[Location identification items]
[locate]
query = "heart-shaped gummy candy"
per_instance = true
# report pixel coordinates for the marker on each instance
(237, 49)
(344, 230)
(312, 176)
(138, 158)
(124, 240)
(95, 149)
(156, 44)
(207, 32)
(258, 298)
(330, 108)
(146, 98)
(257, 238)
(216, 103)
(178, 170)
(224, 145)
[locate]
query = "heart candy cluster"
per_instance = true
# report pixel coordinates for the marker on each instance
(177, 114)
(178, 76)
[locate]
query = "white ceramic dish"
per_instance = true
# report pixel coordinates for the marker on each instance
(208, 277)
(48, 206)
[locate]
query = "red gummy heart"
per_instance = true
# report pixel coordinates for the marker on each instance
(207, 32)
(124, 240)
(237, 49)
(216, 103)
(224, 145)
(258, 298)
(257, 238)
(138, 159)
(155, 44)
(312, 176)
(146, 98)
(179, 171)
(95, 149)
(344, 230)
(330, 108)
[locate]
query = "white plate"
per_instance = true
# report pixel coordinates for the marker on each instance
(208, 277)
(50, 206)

**DIRECTIONS:**
Please give back all of the records exactly as written.

**RESPONSE TO THE EXERCISE:**
[locate]
query = "heart-shaped gummy candy"
per_instance = true
# report pixel coordinates for the marker on each instance
(237, 49)
(344, 230)
(312, 176)
(138, 158)
(124, 240)
(95, 149)
(156, 44)
(207, 32)
(258, 298)
(330, 108)
(146, 98)
(257, 238)
(216, 103)
(178, 170)
(224, 145)
[locate]
query = "heart candy cluster"
per_instance = true
# report pixel coordinates for the marker on each instance
(177, 114)
(178, 76)
[locate]
query = "white ceramic dish"
per_instance = true
# report pixel coordinates for the marker on each instance
(208, 277)
(48, 206)
[locate]
query = "red gummy heart"
per_instance = true
# report pixel coordinates for the marker on each instance
(207, 32)
(124, 240)
(237, 49)
(216, 103)
(224, 145)
(258, 298)
(257, 238)
(138, 159)
(155, 44)
(312, 176)
(146, 98)
(179, 171)
(95, 149)
(344, 230)
(330, 108)
[locate]
query = "white plate"
per_instance = true
# report pixel coordinates for the marker on each instance
(208, 277)
(50, 206)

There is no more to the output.